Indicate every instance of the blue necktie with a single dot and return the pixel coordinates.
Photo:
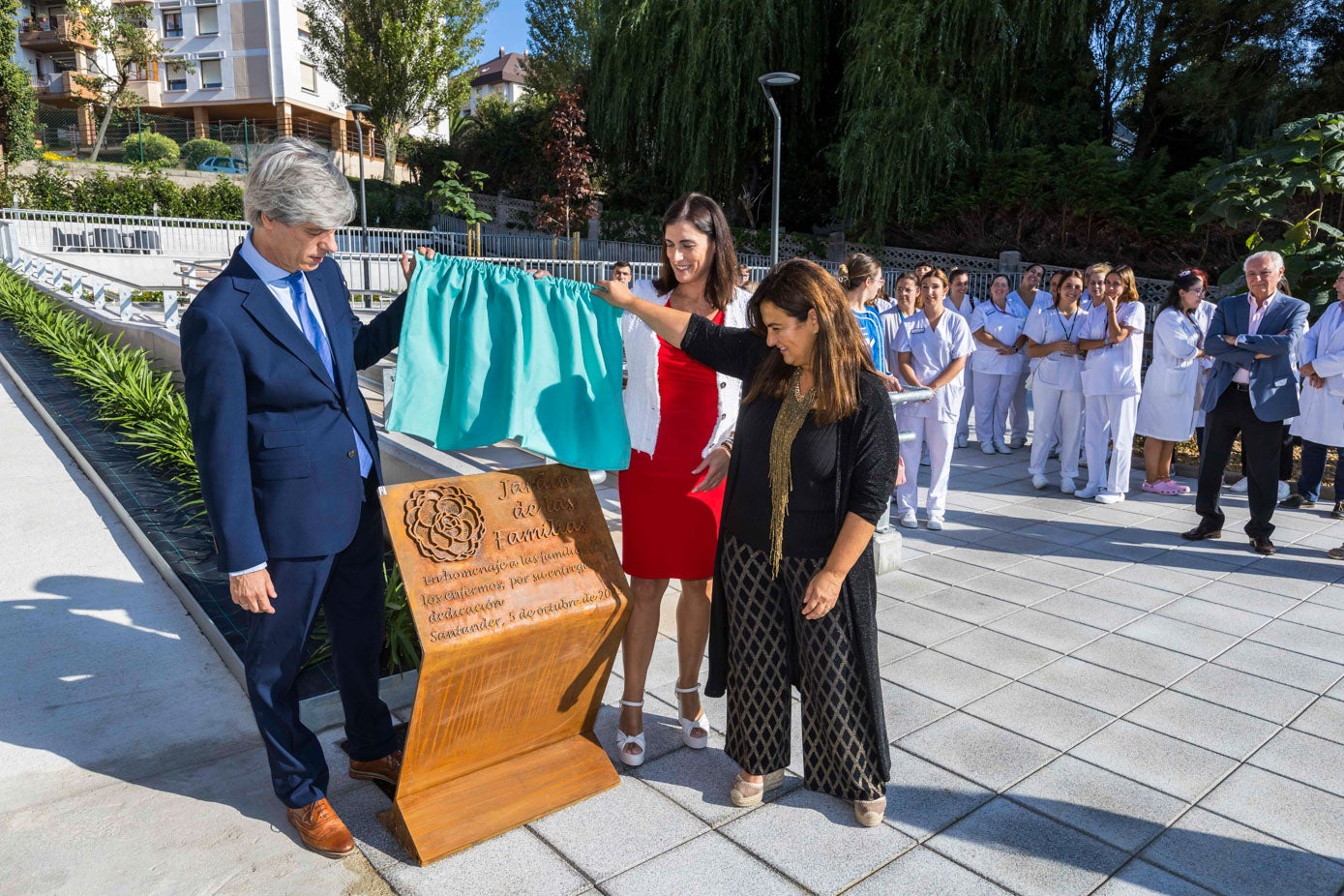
(317, 339)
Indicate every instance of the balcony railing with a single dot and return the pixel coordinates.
(62, 85)
(55, 33)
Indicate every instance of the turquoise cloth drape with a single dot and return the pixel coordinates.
(491, 352)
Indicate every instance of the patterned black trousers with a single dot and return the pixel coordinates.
(766, 637)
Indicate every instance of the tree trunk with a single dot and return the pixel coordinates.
(1150, 114)
(106, 120)
(390, 140)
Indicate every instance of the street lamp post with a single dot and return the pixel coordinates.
(776, 79)
(359, 107)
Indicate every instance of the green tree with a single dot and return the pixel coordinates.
(453, 194)
(410, 59)
(128, 47)
(507, 142)
(17, 103)
(559, 35)
(1213, 75)
(673, 103)
(1286, 191)
(932, 86)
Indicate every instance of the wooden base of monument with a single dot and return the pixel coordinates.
(519, 602)
(473, 809)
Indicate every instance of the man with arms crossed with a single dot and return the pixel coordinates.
(1251, 390)
(289, 469)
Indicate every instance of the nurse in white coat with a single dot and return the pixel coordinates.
(1113, 339)
(1322, 421)
(998, 363)
(932, 353)
(1053, 335)
(963, 303)
(1174, 383)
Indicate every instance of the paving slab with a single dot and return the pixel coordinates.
(1027, 851)
(921, 872)
(1205, 724)
(815, 840)
(973, 748)
(1091, 685)
(1039, 715)
(923, 798)
(1098, 802)
(1154, 760)
(686, 869)
(1229, 857)
(998, 652)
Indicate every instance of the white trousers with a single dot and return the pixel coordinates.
(994, 398)
(968, 401)
(937, 435)
(1057, 411)
(1018, 419)
(1111, 418)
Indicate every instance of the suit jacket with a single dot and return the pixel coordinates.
(1274, 380)
(270, 429)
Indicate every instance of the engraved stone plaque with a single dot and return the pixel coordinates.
(519, 602)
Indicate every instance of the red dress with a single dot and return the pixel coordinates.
(667, 529)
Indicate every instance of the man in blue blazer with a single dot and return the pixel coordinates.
(1251, 390)
(289, 469)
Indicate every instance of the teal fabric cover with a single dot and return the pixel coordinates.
(491, 352)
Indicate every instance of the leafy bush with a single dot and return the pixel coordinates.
(135, 194)
(197, 151)
(130, 393)
(158, 148)
(149, 412)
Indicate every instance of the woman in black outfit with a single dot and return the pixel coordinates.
(814, 463)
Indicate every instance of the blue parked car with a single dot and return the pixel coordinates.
(224, 165)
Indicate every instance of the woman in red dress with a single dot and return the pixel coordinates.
(681, 415)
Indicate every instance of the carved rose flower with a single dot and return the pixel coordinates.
(444, 523)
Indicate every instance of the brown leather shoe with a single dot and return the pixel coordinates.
(387, 768)
(1202, 532)
(321, 829)
(1262, 544)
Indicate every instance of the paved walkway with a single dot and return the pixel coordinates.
(1080, 702)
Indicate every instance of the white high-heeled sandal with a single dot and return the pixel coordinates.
(691, 724)
(622, 739)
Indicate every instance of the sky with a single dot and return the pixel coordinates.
(507, 27)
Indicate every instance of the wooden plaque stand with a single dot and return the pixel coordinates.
(519, 604)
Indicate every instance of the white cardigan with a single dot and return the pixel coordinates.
(642, 366)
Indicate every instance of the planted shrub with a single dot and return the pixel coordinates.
(159, 148)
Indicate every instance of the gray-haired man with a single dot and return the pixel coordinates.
(289, 469)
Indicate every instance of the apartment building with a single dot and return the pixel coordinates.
(226, 61)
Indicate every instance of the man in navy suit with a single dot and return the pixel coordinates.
(1251, 390)
(289, 469)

· · · · · · ·

Task requirements = If you see a picture in the listing, skip it while copying everything else exactly.

Answer box =
Indicate every instance of the blue necktie with a single dot and return the pixel coordinates.
Photo:
(317, 339)
Indicate every instance of the balcony railing with a single dot and return the pixel coordinates.
(62, 85)
(55, 33)
Indicate every instance of the turquoise cloth drape with a single dot and return the pixel coordinates.
(491, 352)
Indicate every instance of the patterned black trousers with a single dot and return the pixel coordinates.
(766, 637)
Indicate every instance of the tree trunk with a single dot and return the pixel coordinates.
(1150, 114)
(106, 120)
(390, 140)
Indicate every instance of the street lamp post with a single dot and return the pixel coordinates.
(776, 79)
(359, 107)
Indicate every instance of the green tree with a single dot and return the pixel coordinates.
(453, 194)
(410, 59)
(128, 47)
(507, 142)
(17, 103)
(559, 35)
(1213, 75)
(673, 103)
(1286, 191)
(932, 86)
Indicate every instance of the wooden base of monument with a single dot and return the pixel coordinates.
(519, 602)
(473, 809)
Indicate every instance of the man with arms crossed with a single dot and return the pixel coordinates.
(1251, 390)
(289, 469)
Indicate every instance of the nurse in white coat with a single dot and return the pixel coordinates.
(1113, 339)
(1322, 421)
(998, 363)
(932, 353)
(1053, 335)
(963, 303)
(1174, 383)
Indicate every instance of the paving slab with a single dot and return the pixel coordinates.
(1027, 851)
(921, 872)
(1205, 724)
(815, 840)
(973, 748)
(1091, 685)
(1039, 715)
(923, 798)
(1098, 802)
(1154, 760)
(686, 869)
(1229, 857)
(998, 652)
Indicate every instance of the white trousers with a single dot and return the pixel coordinates.
(994, 398)
(968, 401)
(937, 435)
(1057, 411)
(1018, 419)
(1111, 418)
Indicate every instance of the suit jacket with a single dot and return the pixel coordinates.
(1274, 380)
(270, 429)
Indicate every instance of the engraved stone plaque with a single dot and return the pixel coordinates.
(519, 602)
Indicate every instance of the red dress with a single dot and return the pixel coordinates.
(667, 529)
Indicate every instance of the man in blue blazer with a single dot and return the pixel coordinates.
(1251, 390)
(289, 469)
Indicate every instance of the teal fabric cover with a single dot and return the pixel coordinates.
(491, 352)
Indicate every instance of the leafy bush with a single dot and return the pixel coordinates.
(135, 194)
(197, 151)
(130, 393)
(158, 148)
(149, 412)
Indicate every instance of the woman in black outfit with a single dot and return the pixel coordinates.
(814, 463)
Indicate every instance of the blue parked car with a single dot and return the pixel coordinates.
(224, 165)
Indicate every instance of the woman in red dress with a single dot and return the pixel coordinates.
(681, 415)
Indicate every instance of the carved rose flower with a single dot and return the pixel coordinates.
(444, 523)
Indicate every instance of the brown leather shoe with a single dot and return the pixel coordinates.
(387, 768)
(1202, 532)
(321, 829)
(1262, 544)
Indicate every instance of the paved walkway with a single dot and return the pixel coordinates.
(1080, 702)
Indicate every instance of the white high-heeled sandal with a single dot and return the pixel coordinates.
(691, 724)
(622, 739)
Indicate every instance of the sky with a single dot and return the pixel coordinates.
(507, 27)
Indicate every instance of the wooden plaque stand with a single dot and return the pixel coordinates.
(519, 604)
Indicate every instance of the white cardigan with a single dot and return the pixel coordinates.
(642, 366)
Indicate every instance of the planted shrub with a single dot and return the pixel coordinates.
(159, 148)
Indicate every instance of the gray-haired man with a single dot and return the pixel coordinates.
(289, 469)
Indicate every instance of the apartment building with a single dot and return the pixel coordinates.
(226, 61)
Indicate every instance of the man in navy suit with a single dot and return the pixel coordinates.
(1251, 390)
(289, 469)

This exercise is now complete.